▶ _Selected excerpt_:
From war to ceasefire. Source:

On October 19, 2020, Libyan rival forces resumed talks in Geneva, under the auspices of the UN, as established beforehand. Moreover, on October 23rd, they reached an agreement for a permanent ceasefire on the Libyan territory.

Libya’s two warring factions signed a “permanent” ceasefire agreement across the country on Friday following the five-day talks at the UN in Geneva. The accord concluded after discussions between military representatives of Fayez al-Sarraj’s Government of National Accord (GNA) and the Libyan National Army (LNA) of Khalifa Haftar, will be followed by the political discussions established in Tunisia on November 9th. That forum aims to “generate consensus on a unified governance framework and arrangements that will lead to the holding of national elections,” the UN mission said. Also, separate political talks that start on October 26th, aim to create a new governing body and prepare for elections.

The agreement was negotiated within the framework of the 5+5 Joint Military Commission (the committee consists of 5 senior military officers chosen by the GNA and 5 senior military officers chosen by Haftar) with talks on the basis of the UN Security Council resolution 2510 and 2542, as the result of four rounds of negotiations held since February of this year.

“The 5 + 5 Joint Military Commission talks in Geneva today culminate in a historic achievement as Libyan teams reach a permanent ceasefire agreement across Libya. This achievement is an important turning point towards peace and stability in Libya,” UN Support Mission in Libya (UNSMIL) said on its Facebook page, which showed a live stream of the signing ceremony. “The road to a permanent ceasefire deal was often long and difficult,” Williams said in Arabic at the ceremony. “Before us is a lot of work in the coming days and weeks in order to implement the commitments of the agreement,” she added. “It is essential to continue work as quickly as possible in order to alleviate the many problems due to this conflict facing the Libyan people.”

“We have to give people hope of a better future,” Williams stated. She expressed hope the agreement will succeed “in ending the suffering of Libyans and allowing those displaced by the conflict to return to their homes.”

The present deal contains the following elements:

  • All military units and armed groups must pull back from the front lines and return to their camps.
  • All foreign fighters and mercenaries must leave Libya within three months – by January 23rd. Any military agreements either side has struck with their foreign backers must also be suspended until a new unified government is in place, with all foreign military trainers to depart.

For the implementation, the two sides will set up a joint military committee to form an operations room commanding a limited force of regular personnel. It will identify and categorize all Libya’s many armed groups with UN help and work out whether, and how, to integrate their fighters into state institutions. A new joint police operations room would secure areas from which the two sides’ military forces have withdrawn.

Both sides will work with the UN Libya mission to set up a way to monitor the truce and they have asked the UN Security Council for a resolution to ensure compliance.

As further steps, the two sides must continue with agreed measures to build confidence, including the opening of land and air routes between areas they control, curbing hate speech, exchanging detainees, and restructuring a security force for oil facilities. The two military delegations that struck the deal will reconvene soon with subcommittees to work out details on tough questions, including the withdrawal from front lines, the departure of mercenaries, and the unification of armed forces.

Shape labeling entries
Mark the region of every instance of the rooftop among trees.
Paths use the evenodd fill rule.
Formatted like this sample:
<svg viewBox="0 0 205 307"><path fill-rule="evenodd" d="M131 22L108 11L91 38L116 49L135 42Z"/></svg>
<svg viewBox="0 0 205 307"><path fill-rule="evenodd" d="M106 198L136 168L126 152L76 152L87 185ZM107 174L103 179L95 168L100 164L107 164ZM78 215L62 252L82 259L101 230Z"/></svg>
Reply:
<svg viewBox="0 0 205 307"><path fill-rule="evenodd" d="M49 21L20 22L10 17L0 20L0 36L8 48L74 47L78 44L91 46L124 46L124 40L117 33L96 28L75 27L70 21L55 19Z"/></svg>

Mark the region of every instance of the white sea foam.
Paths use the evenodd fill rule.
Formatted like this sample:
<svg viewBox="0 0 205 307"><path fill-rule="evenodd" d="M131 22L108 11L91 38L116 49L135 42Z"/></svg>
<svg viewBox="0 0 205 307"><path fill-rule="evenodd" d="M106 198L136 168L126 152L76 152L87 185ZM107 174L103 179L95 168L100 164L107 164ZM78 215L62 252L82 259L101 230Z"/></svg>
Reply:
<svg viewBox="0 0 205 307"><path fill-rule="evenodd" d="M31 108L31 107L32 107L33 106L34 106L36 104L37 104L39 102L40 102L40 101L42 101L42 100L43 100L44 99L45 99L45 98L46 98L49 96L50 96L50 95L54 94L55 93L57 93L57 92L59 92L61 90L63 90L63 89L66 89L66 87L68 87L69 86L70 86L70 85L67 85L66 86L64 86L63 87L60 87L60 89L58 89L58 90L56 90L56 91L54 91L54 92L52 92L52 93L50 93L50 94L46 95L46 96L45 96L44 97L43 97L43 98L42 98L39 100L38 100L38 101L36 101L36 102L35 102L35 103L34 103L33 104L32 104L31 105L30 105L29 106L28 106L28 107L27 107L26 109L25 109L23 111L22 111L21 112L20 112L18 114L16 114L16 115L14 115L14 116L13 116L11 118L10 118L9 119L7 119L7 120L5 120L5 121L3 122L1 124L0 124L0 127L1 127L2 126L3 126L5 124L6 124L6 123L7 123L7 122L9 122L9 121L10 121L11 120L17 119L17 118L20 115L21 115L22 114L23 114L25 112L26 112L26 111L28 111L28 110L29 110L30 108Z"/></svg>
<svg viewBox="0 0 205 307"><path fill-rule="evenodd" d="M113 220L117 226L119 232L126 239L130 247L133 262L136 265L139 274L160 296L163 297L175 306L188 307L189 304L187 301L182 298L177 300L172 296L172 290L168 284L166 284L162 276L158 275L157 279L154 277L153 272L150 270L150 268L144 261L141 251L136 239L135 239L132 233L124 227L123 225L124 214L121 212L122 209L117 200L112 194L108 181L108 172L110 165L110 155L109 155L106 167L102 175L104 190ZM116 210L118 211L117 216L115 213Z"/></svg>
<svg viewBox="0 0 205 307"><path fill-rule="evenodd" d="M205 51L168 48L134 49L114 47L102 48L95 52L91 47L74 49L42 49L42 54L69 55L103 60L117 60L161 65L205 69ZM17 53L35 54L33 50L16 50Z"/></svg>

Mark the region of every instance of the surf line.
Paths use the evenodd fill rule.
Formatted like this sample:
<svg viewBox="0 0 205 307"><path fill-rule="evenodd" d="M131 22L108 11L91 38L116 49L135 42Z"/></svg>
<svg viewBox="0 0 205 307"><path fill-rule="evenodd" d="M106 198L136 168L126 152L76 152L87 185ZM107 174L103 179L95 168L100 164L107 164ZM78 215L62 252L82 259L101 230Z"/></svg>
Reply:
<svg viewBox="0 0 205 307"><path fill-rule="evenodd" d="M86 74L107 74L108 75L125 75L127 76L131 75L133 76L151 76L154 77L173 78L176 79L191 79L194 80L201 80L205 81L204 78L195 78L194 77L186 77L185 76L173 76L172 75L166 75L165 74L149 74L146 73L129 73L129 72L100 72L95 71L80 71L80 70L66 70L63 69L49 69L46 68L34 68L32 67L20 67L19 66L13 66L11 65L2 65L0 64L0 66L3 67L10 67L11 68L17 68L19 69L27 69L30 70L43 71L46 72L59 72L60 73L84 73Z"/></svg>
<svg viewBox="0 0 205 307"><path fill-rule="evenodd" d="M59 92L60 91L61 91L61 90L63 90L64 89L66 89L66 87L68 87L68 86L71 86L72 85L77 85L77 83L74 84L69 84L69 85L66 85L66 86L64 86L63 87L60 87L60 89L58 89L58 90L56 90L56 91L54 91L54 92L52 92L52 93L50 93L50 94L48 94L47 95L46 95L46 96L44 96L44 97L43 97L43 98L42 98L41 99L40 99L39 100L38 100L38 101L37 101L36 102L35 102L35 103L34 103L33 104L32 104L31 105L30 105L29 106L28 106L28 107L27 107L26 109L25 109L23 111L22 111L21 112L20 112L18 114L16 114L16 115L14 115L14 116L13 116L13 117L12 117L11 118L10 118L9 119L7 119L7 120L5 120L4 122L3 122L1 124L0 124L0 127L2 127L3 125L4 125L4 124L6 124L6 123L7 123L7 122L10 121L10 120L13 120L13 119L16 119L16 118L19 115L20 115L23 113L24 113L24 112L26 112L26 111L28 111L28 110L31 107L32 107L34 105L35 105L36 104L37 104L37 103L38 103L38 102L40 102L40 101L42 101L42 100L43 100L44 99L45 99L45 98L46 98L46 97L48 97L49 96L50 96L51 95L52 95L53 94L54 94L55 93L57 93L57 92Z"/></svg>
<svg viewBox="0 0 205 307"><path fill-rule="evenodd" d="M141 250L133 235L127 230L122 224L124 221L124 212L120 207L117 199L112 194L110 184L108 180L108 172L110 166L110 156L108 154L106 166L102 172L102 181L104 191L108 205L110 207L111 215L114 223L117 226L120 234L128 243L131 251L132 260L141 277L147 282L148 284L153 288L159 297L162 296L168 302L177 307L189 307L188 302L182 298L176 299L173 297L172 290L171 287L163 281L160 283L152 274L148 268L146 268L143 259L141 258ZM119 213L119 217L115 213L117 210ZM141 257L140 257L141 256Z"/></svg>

▶ _Tasks to perform_:
**A)** Reproduce the Libya ceasefire article word for word, starting with "For the implementation, the" and going on through "to ensure compliance.".
**B)** In the Libya ceasefire article, by what date must all foreign fighters and mercenaries leave Libya?

▶ _Replies_:
**A)**
For the implementation, the two sides will set up a joint military committee to form an operations room commanding a limited force of regular personnel. It will identify and categorize all Libya’s many armed groups with UN help and work out whether, and how, to integrate their fighters into state institutions. A new joint police operations room would secure areas from which the two sides’ military forces have withdrawn.

Both sides will work with the UN Libya mission to set up a way to monitor the truce and they have asked the UN Security Council for a resolution to ensure compliance.

**B)** By January 23rd, within three months.